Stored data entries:
====
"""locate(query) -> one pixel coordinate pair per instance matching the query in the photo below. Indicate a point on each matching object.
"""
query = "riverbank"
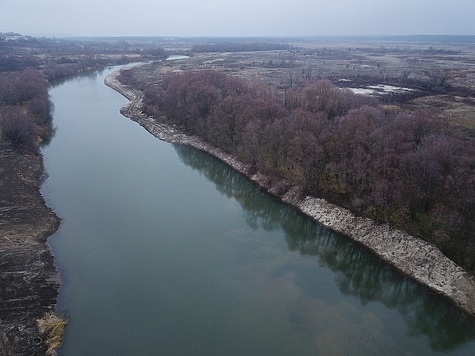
(29, 280)
(412, 256)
====
Copy out the data exactly and keep the pictures out.

"""locate(query) -> one pixel coordinate pair per instance matching the query in the photo below. Indicate a point on each matching object.
"""
query = "riverbank"
(29, 280)
(412, 256)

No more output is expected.